** EXERCISE DETAILS **
Each line should be copied exactly.

** MATERIALS PROVIDED **
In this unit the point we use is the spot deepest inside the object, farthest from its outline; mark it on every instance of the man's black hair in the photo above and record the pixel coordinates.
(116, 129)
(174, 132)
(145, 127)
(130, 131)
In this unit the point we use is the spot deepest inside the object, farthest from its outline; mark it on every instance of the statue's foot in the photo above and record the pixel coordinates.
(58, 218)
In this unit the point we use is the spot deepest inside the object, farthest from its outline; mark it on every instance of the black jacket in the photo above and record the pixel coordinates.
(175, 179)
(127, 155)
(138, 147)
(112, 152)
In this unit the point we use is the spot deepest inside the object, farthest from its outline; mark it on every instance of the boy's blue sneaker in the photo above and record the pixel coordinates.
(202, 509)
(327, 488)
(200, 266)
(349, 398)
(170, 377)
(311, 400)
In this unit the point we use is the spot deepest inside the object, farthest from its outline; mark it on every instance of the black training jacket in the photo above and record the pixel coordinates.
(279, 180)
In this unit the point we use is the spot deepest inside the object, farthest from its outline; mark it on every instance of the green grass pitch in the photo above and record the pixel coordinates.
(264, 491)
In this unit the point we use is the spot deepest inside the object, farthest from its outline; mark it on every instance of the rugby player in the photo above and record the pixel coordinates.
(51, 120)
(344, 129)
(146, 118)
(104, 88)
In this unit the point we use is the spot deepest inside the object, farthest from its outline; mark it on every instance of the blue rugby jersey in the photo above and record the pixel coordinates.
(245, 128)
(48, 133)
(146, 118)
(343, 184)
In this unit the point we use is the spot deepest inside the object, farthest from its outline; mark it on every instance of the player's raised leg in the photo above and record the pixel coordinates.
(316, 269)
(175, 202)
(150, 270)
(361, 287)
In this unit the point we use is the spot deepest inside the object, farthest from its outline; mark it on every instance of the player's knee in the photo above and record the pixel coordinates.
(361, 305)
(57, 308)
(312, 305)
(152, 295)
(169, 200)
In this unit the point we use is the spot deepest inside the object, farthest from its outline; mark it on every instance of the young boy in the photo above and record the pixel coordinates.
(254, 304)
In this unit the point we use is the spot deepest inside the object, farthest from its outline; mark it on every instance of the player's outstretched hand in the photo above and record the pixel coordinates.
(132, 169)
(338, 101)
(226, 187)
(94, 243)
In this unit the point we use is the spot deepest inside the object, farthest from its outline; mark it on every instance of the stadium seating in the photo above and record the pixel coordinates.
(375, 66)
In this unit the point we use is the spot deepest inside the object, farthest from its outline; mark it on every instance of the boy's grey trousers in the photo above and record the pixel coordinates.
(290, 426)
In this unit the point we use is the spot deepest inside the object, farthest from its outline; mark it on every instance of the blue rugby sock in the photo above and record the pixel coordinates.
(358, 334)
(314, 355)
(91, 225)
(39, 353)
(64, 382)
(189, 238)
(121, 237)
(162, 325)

** RESPONSE BELOW **
In this unit the point we use is the spot deepest inside the object, farthest from its outline; mark it on every instance of the man's black hair in the photo above and record the pixel coordinates.
(116, 129)
(174, 132)
(145, 127)
(130, 131)
In this unit the point we use is the spot deepest inside the object, farthest from its outline; mark it on every instance of the statue's foot in the photo above and record the pixel coordinates.
(58, 218)
In this unit the point we use is the spot deepest inside the object, farthest from its outline; mark it on every instance of the black jacket in the photo above and record the pixel coordinates.
(175, 179)
(127, 155)
(138, 147)
(112, 152)
In this unit the point we use is the spot deepest inside the object, farthest from its outline; mark it on every instance of the boy's blue sneaker in the photo above and record the pixel coordinates.
(202, 509)
(327, 488)
(200, 266)
(349, 398)
(170, 377)
(311, 400)
In this unit the point we use is the spot deepest inside the object, farthest from its outline; mark it on every instance of the black training jacket in the photo above and record the pixel coordinates.
(279, 180)
In this unit the point we use is the spot deepest inside the object, farthest from its outline; mark it on every instance of the green grass pitch in the photo above and record the pixel coordinates.
(264, 491)
In this unit the point we use is the spot deepest inside the object, farthest from its outline; mark it on every instance of the rugby player in the photo above and record the pixel coordinates.
(51, 120)
(344, 129)
(146, 118)
(104, 88)
In this unit the point we use is the spot deepest inside the object, farthest from its outline; mark it on every instance of the blue rugby jersey in the photo above and record the pixel coordinates.
(245, 128)
(48, 133)
(146, 118)
(343, 184)
In this unit the point we use is the spot deepest inside the object, farthest from its outline; mark it on every instance of the player's raised leg in the photo above and record the pixel coordinates.
(316, 269)
(175, 202)
(150, 270)
(361, 287)
In this unit the point we use is the spot deepest inside the object, farthest from its outline; mark it on every instance of the player's knee in the photo above and record the pixel coordinates.
(361, 305)
(57, 308)
(312, 305)
(152, 295)
(169, 200)
In this unit the point we use is the spot deepest inside the object, farthest from its outline; mark it on every instance of the young boy in the photo above and record the pixel coordinates.
(254, 304)
In this unit the point we use is the spot deepest inside the object, farthest from its outline; mark it on every instance of the player's outstretched hand in the photo above and record the pixel coordinates.
(132, 169)
(338, 101)
(226, 187)
(94, 243)
In this unit the point we use is the spot deepest inside the object, farthest from its outline; mark it on every instance of the stadium seating in the photo above and record the pixel coordinates.
(375, 66)
In this unit the point we use is the spot deepest inside the object, farthest from its outline; mark it on every instance of the boy's grey trousers in the photo above and record the pixel coordinates.
(290, 426)
In this unit the point we use is the spot deepest inside the object, farthest from its outline; mark it on every instance of the blue rugby sock in the photo above and record the pixel coordinates.
(358, 334)
(314, 355)
(91, 225)
(39, 353)
(64, 382)
(189, 238)
(121, 237)
(162, 325)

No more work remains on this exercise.